Pull out every line in the items below that contains the string "soccer", and copy each one in full. Case counts.
________________________________________
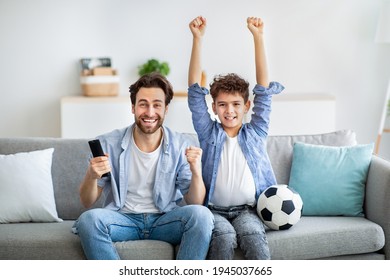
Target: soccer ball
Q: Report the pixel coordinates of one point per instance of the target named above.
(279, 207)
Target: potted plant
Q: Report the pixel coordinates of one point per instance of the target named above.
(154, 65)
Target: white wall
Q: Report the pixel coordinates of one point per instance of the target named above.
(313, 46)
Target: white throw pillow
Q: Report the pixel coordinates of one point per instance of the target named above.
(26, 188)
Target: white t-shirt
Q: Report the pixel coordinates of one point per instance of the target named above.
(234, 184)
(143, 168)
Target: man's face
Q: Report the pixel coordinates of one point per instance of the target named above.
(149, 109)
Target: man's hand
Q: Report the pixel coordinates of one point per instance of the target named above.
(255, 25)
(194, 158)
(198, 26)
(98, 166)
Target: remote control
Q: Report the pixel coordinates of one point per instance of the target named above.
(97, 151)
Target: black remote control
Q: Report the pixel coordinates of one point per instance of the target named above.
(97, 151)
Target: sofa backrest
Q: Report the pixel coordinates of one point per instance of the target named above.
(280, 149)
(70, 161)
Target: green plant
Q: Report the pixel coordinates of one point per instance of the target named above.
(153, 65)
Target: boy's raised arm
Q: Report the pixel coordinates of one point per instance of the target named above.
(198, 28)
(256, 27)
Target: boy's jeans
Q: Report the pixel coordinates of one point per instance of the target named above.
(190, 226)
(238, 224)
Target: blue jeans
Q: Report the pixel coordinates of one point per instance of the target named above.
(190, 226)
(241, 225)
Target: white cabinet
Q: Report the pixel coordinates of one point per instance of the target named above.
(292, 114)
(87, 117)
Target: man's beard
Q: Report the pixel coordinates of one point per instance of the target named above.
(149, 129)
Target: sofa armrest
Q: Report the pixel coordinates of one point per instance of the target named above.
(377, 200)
________________________________________
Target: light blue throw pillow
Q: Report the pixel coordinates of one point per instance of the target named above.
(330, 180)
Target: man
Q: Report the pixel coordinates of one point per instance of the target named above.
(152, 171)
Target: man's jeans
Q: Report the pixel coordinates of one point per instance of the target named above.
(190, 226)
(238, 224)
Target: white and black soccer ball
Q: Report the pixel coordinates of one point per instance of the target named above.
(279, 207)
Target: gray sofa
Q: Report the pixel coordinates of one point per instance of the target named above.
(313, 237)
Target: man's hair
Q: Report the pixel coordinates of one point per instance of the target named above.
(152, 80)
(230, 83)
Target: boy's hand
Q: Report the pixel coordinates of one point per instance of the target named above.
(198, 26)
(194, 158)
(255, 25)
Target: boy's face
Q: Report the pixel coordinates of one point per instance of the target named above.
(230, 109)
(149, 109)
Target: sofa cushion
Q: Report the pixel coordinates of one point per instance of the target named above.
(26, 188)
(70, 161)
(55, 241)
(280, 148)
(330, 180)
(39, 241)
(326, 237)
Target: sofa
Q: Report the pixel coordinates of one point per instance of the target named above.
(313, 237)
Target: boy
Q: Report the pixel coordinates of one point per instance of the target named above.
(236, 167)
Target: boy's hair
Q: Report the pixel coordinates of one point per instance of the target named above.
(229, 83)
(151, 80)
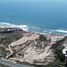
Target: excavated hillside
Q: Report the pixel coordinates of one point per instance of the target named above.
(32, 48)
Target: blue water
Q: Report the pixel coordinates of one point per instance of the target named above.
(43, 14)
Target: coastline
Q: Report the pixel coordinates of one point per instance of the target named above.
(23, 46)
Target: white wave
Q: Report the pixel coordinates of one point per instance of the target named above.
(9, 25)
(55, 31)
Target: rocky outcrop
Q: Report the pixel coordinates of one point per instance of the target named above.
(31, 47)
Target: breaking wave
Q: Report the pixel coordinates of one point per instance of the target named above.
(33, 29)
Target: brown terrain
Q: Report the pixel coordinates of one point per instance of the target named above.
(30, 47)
________________________________________
CORRECT RESPONSE.
Target: soccer ball
Target: white and black soccer ball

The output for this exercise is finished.